What’s the first thing that you look at in a scientific paper?
The title? probably.
The abstract? maybe.
For many readers , yes! Many disciplines have a very long tradition of figures rich in detail and information. Introductory and summary data is often found (only) in figures. Results are again often shown in figures. I’m hypothesising that for many readers a quick glance at the figures and their captions would give a very good indication of whether they wanted to read it.
Here’s a typical figure [from http://journals.plos.org/plosone/article?id=10.1371/journal.pone.0111303]
So how can we find what the message of a figure is? Put yourself in the position of a blind human or a machine and pretend you can’t see the image. The answer is the figure caption. So here are some examples, taken at random from today’s PLoSONE papers [use the links as acknowledgments].
- Action units of open-mouth faces.
- Map of Palmyra Atoll showing different habitat types and the location of acoustic listening stations.
- Self-reported pain ratings for the initial and relived pain.
- Total ion chromatogram of the middle Miocene Zhangpu amber from GC-MS analysis. [see blog image]
- Effect of all-L and all-D Esc(1-21) peptides at different concentrations on the number of metabolically-active HaCaT cells
Can you get a feel for whether you would want to look at a given image? In specialist fields it’s even clearer; here are some captions from two Open Access articles from Elsevier’s Phytochemistry:
- Analysis of recombinant SvPAL by SDS–PAGE. (SDS-PAGE is a gel electrophoresis technique).
- Phylogenetic tree of the phenylalanine ammonia-lyase proteins of Arabidopsis. (Phylogenetic analysis).
- qRT-PCR analysis of the level of expression of SvPAL1, SvPAL2, SvPAL3 and SvPAL4 in A) willow young leaves, stem, phloem, xylem, mature leaves and root tissue and B). (Molecular biology of plants: “level of expression”)
- Subcellular localisation of SvPAL2. (A)–(F) An overview of the YFP fusion constructs is shown on the left, with the corresponding transient expression in tobacco epidermal cells is shown on the right. (Image very likely to be a photomicrograph).

SUPPLIED RECORDS:
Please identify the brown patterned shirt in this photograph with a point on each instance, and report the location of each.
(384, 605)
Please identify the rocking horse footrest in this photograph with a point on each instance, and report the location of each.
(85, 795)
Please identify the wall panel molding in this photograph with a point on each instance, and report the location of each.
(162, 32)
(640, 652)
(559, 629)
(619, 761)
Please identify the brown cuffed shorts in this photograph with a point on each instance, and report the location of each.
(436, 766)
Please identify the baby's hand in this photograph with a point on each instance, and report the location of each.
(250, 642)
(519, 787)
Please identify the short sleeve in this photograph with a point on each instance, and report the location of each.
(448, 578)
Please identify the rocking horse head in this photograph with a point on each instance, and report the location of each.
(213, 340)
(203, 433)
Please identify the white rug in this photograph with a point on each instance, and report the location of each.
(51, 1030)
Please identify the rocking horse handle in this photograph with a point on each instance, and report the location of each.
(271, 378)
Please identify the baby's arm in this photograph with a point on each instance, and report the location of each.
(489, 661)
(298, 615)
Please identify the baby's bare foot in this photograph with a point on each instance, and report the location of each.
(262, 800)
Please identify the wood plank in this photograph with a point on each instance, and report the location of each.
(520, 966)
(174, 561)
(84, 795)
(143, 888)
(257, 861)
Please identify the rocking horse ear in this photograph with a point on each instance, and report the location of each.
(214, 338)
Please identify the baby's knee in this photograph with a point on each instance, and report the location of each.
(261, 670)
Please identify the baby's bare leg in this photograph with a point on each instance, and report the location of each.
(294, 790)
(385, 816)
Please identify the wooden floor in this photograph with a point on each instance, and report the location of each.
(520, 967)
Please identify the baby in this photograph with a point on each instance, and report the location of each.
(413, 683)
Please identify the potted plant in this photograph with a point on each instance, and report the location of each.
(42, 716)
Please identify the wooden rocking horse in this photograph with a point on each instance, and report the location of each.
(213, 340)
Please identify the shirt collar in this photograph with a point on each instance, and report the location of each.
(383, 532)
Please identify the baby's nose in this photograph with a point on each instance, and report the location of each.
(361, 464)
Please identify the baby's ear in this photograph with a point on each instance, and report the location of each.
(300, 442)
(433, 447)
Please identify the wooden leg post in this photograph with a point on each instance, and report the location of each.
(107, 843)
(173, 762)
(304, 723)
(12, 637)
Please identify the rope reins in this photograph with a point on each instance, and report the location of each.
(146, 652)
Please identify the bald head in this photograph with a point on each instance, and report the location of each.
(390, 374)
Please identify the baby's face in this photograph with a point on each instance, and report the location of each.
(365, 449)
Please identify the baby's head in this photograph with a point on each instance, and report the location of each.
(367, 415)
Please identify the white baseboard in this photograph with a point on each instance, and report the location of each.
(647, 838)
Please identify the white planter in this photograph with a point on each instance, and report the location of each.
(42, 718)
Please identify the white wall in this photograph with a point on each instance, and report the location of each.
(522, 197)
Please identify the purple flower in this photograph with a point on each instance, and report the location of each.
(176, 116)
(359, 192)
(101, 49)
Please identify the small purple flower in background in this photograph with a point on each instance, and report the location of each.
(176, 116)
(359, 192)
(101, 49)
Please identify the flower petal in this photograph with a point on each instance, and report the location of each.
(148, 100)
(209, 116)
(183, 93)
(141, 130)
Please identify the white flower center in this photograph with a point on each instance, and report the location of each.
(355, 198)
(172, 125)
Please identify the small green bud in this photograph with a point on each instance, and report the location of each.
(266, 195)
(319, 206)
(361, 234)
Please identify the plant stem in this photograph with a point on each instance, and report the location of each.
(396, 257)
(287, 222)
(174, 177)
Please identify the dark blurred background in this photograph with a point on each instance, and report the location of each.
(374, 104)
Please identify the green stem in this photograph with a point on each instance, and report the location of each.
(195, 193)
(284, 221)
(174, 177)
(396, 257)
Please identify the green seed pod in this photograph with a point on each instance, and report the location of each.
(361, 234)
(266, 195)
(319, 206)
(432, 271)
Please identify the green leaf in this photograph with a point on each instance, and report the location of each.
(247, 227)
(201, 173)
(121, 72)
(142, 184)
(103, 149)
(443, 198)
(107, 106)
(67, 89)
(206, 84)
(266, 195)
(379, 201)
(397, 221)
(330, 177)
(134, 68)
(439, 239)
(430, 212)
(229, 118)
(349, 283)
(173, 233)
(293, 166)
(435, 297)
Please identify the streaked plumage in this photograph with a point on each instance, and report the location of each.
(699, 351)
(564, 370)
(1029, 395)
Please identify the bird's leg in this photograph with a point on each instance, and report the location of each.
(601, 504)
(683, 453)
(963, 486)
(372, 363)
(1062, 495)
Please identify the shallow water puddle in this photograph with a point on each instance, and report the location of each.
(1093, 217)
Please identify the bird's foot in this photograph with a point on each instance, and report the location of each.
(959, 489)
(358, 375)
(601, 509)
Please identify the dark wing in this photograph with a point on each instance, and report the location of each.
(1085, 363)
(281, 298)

WORK TO COMPLETE:
**1.** Please repeat the part of the text on figure captions starting at "- Total ion" and ending at "Arabidopsis. (Phylogenetic analysis).".
**2.** Go on with the text on scientific figure captions after its last line.

YOUR RESPONSES:
**1.**
- Total ion chromatogram of the middle Miocene Zhangpu amber from GC-MS analysis. [see blog image]
- Effect of all-L and all-D Esc(1-21) peptides at different concentrations on the number of metabolically-active HaCaT cells
Can you get a feel for whether you would want to look at a given image? In specialist fields it’s even clearer; here are some captions from two Open Access articles from Elsevier’s Phytochemistry:
- Analysis of recombinant SvPAL by SDS–PAGE. (SDS-PAGE is a gel electrophoresis technique).
- Phylogenetic tree of the phenylalanine ammonia-lyase proteins of Arabidopsis. (Phylogenetic analysis).

**2.**
- List of primer sequences used for cloning and semi-qRT-PCR. (Molecular biology).
- The main maca glucosinolate and metabolites analysed in this study. (Chemical structures).
- Amide and fatty acid HPLC profiles of fresh and dry maca. (HPLC is a chromatographic technique).
- Profiles of selected storage and secondary metabolites during traditional open-field drying of whole maca hypocotyls. (Metabolism)
If you are interested in phytochemistry (chemistry of plants) – and I am, see later posts – these papers are worth reading. It’s also possible to subclassify the first to molecular biology and the second to chemical metabolism.
CONTENTMINE REQUEST: I WANT CLASSIFY FIGURES BY THE TEXT IN THEIR CAPTIONS
We’ve agreed that new software functionality needs communal agreement and that we should therefore blog our suggestions. As Mark MacGillivray puts it “if it’s not worth blogging about it’s not worth doing”. So I think it would be valuable for:
- all figures and captions to be extracted from all papers. This is technically reasonably easy – most publishers use the word “Figure” and some enlightened ones use JATS-XML or HTML5 to tag the figures (<figure>) and even the caption (<figurecaption>). They will be grouped as a special category in Norma (figure-caption pair). This is already well under way with our “sectioning” programme.
- classification of figures by machine-learning and/or humans. This is harder. We need vocabularies before we can classify things, and there is no universal scientific vocabulary (Wikimedia is the best). This is what I’d like us to explore.
How might we do that? This needs to be a communal discussion – not just my guess. And we’d love input from everyone – not just ContentMine colleagues. So:
WOULD YOU LIKE US TO CLASSIFY FIGURES BY THEIR CAPTIONS SO YOU KNOW WHAT PAPERS TO READ?
DO YOU KNOW OF PREVIOUS WORK IN THIS AREA THAT WE COULD BUILD ON?
WOULD YOU LIKE TO HELP?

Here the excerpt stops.